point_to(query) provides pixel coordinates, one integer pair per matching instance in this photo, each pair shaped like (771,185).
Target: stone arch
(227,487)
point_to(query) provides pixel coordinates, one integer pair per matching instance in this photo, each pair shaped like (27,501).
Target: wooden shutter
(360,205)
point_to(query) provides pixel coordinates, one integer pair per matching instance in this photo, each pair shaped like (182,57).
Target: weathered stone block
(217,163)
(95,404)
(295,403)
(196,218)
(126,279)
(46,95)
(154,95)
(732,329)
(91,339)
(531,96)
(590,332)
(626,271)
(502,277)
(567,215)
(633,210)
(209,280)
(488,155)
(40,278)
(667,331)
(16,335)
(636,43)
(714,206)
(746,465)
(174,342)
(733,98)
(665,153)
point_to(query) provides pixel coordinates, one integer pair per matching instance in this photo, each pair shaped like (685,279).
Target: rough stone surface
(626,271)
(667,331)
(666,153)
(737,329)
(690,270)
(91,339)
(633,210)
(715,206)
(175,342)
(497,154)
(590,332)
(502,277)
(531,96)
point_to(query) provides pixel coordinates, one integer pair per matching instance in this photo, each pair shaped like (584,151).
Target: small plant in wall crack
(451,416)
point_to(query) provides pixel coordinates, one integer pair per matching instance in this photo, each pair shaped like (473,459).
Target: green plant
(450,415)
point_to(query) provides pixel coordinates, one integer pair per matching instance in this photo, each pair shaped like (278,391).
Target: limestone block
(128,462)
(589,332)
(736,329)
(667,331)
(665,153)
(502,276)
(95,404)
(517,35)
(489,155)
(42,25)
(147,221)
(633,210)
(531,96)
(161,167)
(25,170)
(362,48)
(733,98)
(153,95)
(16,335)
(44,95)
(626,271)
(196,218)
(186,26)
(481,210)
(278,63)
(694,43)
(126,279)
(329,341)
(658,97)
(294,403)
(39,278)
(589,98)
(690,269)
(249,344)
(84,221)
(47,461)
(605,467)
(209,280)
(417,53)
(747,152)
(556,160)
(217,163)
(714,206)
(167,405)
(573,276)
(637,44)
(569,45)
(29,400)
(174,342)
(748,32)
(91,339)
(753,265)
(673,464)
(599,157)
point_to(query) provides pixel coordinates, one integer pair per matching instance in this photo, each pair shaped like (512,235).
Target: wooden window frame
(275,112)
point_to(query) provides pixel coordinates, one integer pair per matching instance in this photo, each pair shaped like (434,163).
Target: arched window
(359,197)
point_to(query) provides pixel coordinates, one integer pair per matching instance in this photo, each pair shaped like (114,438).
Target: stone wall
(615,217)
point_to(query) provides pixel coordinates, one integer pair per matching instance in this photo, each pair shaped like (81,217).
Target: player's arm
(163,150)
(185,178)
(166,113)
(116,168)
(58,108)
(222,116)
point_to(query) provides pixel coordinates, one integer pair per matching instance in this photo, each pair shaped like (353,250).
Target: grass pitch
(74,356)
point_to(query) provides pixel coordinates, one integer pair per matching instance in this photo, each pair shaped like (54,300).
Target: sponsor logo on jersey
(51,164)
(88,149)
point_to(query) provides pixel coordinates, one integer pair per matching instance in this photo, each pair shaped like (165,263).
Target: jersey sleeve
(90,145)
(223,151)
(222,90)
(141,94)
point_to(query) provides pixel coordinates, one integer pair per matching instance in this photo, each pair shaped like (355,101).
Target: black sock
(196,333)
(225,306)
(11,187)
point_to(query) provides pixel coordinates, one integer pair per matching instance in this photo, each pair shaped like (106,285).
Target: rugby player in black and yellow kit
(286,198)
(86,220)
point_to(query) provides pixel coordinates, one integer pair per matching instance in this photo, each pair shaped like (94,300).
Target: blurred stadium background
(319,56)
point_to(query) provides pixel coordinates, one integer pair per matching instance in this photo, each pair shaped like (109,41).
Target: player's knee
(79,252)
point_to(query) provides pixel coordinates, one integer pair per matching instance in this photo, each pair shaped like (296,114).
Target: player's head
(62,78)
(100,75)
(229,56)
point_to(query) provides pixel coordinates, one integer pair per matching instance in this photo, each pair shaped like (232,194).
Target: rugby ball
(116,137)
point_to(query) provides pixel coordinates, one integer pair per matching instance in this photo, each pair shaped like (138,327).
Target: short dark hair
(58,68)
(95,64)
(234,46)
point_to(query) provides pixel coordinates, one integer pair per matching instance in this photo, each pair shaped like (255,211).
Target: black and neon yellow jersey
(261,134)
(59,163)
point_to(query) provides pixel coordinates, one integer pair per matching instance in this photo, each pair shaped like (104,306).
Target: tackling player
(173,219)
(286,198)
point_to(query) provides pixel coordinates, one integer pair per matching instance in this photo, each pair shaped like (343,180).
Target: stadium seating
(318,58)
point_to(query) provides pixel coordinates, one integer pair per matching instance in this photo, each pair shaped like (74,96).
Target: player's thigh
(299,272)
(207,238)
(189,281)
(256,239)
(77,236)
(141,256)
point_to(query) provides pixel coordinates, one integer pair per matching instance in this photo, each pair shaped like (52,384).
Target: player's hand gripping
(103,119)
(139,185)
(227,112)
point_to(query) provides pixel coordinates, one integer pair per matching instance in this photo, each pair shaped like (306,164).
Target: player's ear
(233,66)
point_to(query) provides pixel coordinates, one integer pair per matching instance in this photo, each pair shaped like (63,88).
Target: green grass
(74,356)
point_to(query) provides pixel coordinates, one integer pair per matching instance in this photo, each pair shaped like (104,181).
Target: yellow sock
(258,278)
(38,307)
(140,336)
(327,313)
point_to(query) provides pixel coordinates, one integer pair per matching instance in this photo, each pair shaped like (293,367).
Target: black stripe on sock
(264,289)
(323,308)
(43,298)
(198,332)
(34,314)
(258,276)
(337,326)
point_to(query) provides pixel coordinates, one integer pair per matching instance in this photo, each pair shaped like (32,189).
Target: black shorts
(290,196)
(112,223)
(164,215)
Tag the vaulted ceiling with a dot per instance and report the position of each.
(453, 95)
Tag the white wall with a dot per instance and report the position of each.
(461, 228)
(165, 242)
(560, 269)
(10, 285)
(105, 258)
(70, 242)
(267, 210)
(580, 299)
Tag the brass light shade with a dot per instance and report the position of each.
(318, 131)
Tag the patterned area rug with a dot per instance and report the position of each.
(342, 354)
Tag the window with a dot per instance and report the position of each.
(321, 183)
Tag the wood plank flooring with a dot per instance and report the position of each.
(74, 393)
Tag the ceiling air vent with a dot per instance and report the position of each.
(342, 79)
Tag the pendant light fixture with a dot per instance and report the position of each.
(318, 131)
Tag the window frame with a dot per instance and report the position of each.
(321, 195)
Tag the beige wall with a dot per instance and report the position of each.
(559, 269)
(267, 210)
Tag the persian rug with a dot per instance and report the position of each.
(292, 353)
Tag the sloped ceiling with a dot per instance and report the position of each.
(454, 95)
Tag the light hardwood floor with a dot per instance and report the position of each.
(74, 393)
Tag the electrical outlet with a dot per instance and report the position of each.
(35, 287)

○ ○ ○

- _INSTRUCTIONS FOR THE TASK_
Print each record from the listing above exactly as it was given.

- _TASK SOLUTION_
point_to(query) provides pixel coordinates, one integer pair per matching instance in this photo, each pair shaped like (771,185).
Target: stone arch
(227,487)
point_to(query) provides pixel coordinates, one integer pair per matching instance in this photo, each pair shaped like (27,501).
Target: wooden shutter
(360,205)
point_to(query) provides pixel coordinates, one integer pair per matching instance in this photo, each pair shaped like (182,57).
Target: weathered stone block
(217,163)
(95,404)
(295,403)
(196,218)
(126,279)
(46,95)
(154,95)
(732,329)
(91,339)
(531,96)
(590,332)
(626,271)
(502,277)
(567,215)
(633,210)
(209,280)
(488,155)
(40,278)
(667,331)
(16,335)
(636,43)
(714,206)
(746,465)
(174,342)
(733,98)
(665,153)
point_to(query) provides pixel coordinates, one integer pair per matching instance in this photo, each pair shaped like (685,279).
Target: rough stone surface
(626,271)
(667,331)
(666,153)
(737,329)
(690,270)
(91,339)
(633,210)
(715,206)
(175,342)
(497,154)
(590,332)
(502,277)
(531,96)
point_to(query) provides pixel coordinates, one integer pair per matching instance in this photo, each pair shaped like (584,151).
Target: small plant in wall crack
(451,416)
point_to(query) provides pixel coordinates, one integer pair per matching instance in this photo, each pair shaped like (473,459).
Target: green plant
(450,415)
point_to(query) provides pixel coordinates, one integer pair per matching instance in this photo, each pair shaped like (278,391).
Target: limestone block
(128,462)
(589,332)
(736,329)
(667,331)
(665,153)
(502,276)
(95,404)
(517,35)
(489,155)
(42,25)
(147,221)
(633,210)
(531,96)
(161,167)
(25,170)
(362,48)
(733,98)
(153,95)
(16,335)
(44,95)
(626,271)
(196,218)
(186,26)
(481,210)
(278,63)
(694,43)
(126,279)
(329,341)
(658,97)
(294,403)
(39,278)
(589,98)
(690,269)
(249,344)
(84,221)
(47,461)
(605,467)
(209,280)
(417,53)
(747,152)
(556,160)
(217,163)
(714,206)
(167,405)
(573,276)
(637,44)
(569,45)
(29,400)
(174,342)
(748,32)
(91,339)
(753,265)
(673,464)
(599,157)
point_to(query) provides pixel coordinates, one integer pair per matching instance in this photo, each pair shaped like (512,235).
Target: wooden window frame
(275,112)
point_to(query) provides pixel coordinates, one integer pair per matching instance in this photo, each pair shaped like (434,163).
Target: arched window
(359,197)
point_to(query) provides pixel coordinates, one integer pair per matching instance in this photo, each pair shaped like (114,438).
Target: stone wall
(615,217)
point_to(query) provides pixel coordinates, one integer pair per matching instance in this photo, each pair shaped like (81,217).
Target: player's arm
(163,150)
(185,178)
(166,113)
(116,168)
(58,108)
(222,116)
point_to(query) provides pixel coordinates, one integer pair per matching instance in this photo, each pair shaped like (353,250).
Target: grass pitch
(74,356)
point_to(query) provides pixel coordinates, one integer pair per matching instance in this photo, each pair shaped like (54,300).
Target: sponsor logo on jersey
(51,164)
(88,149)
point_to(query) provides pixel coordinates, one integer pair per matching instance in this photo, each pair shaped like (165,263).
Target: jersey sleeve
(90,145)
(223,151)
(222,90)
(141,94)
point_to(query) provides pixel coordinates, one integer pair per matching instance in this photo, each pair shaped like (355,101).
Target: black sock
(196,333)
(225,306)
(11,187)
point_to(query) provides pixel coordinates, one integer pair per matching instance in this photo, each pair shaped like (106,285).
Target: rugby player in black and yellow kit
(286,198)
(86,220)
point_to(query) provides pixel coordinates, one integer pair per matching instance in this photo, each pair shaped like (94,300).
Target: blurred stadium background
(319,56)
point_to(query) provides pixel coordinates, one integer pair per matching instance in this photo, each pair shaped like (109,41).
Target: player's knee
(79,252)
point_to(query) provides pixel coordinates, one integer pair per matching instance in this photo, each pair shaped like (296,114).
Target: player's head
(62,78)
(100,75)
(229,56)
point_to(query) provides pixel coordinates, one integer pair per matching instance in this photo, each pair shaped like (232,194).
Target: rugby ball
(116,137)
point_to(query) provides pixel coordinates, one integer pair per matching instance in this photo, each pair shaped like (138,327).
Target: short dark hair
(58,68)
(95,64)
(234,46)
point_to(query) provides pixel coordinates, one integer pair per matching instance in this photo, each pair shaped like (255,211).
Target: black and neon yellow jersey
(261,134)
(59,163)
point_to(query) provides pixel coordinates, one integer pair per matching instance in this photo, each pair shaped like (104,306).
Target: tackling player
(173,219)
(286,198)
point_to(query) provides pixel coordinates, one integer pair per matching instance in this photo, each pair shaped like (343,180).
Target: stadium seating
(318,58)
point_to(query) provides pixel coordinates, one integer pair per matching instance in this photo, each pair shaped like (74,96).
Target: player's thigh
(299,272)
(207,238)
(189,281)
(256,239)
(77,236)
(141,256)
point_to(query) provides pixel coordinates, one integer pair per matching instance in this photo, each pair shaped like (52,384).
Target: player's hand gripping
(103,119)
(139,185)
(227,112)
point_to(query) provides pixel coordinates, one integer pair per matching instance in this photo, each pair shaped like (306,164).
Target: player's ear
(233,66)
point_to(query) provides pixel coordinates, one integer pair per matching instance in this photo, each pair shaped like (63,88).
Target: green grass
(74,356)
point_to(query) provides pixel coordinates, one integer pair per matching instance in this photo, each pair shaped like (104,181).
Target: yellow sock
(258,278)
(38,307)
(140,336)
(327,313)
point_to(query) provides pixel coordinates, one integer pair per matching instance in this photo, each pair shaped like (293,367).
Target: black stripe on sock
(264,289)
(323,308)
(43,298)
(198,332)
(34,314)
(258,276)
(337,326)
point_to(query) provides pixel coordinates, one integer pair per matching instance in this photo, each pair shaped like (32,189).
Target: black shorts
(290,196)
(112,223)
(164,215)
Tag the vaulted ceiling with a dot per instance and report the position of each.
(453, 95)
Tag the white wall with a dot per instance and report the position of each.
(461, 228)
(165, 242)
(560, 269)
(10, 285)
(105, 258)
(70, 242)
(267, 210)
(580, 299)
Tag the brass light shade with a dot per instance and report the position of each.
(318, 131)
Tag the patterned area rug with a dot per instance and report the position of each.
(342, 354)
Tag the window with a dot per instance and report the position of each.
(321, 183)
Tag the wood plank flooring with a dot per instance and report the position of each.
(74, 393)
Tag the ceiling air vent with a dot per instance and report the position of each.
(342, 79)
Tag the pendant light fixture with a dot per instance and report the position of each.
(318, 131)
Tag the window frame with a dot per instance and report the position of each.
(321, 195)
Tag the beige wall with a dot per instance and report the position of each.
(559, 269)
(267, 210)
Tag the persian rug with a dot per instance and report the position of each.
(292, 353)
Tag the sloped ceiling with a dot per instance and report the position of each.
(454, 95)
Tag the light hardwood floor with a dot per instance and report the position of each.
(74, 393)
Tag the electrical outlet with a dot per instance and report the position of each.
(35, 287)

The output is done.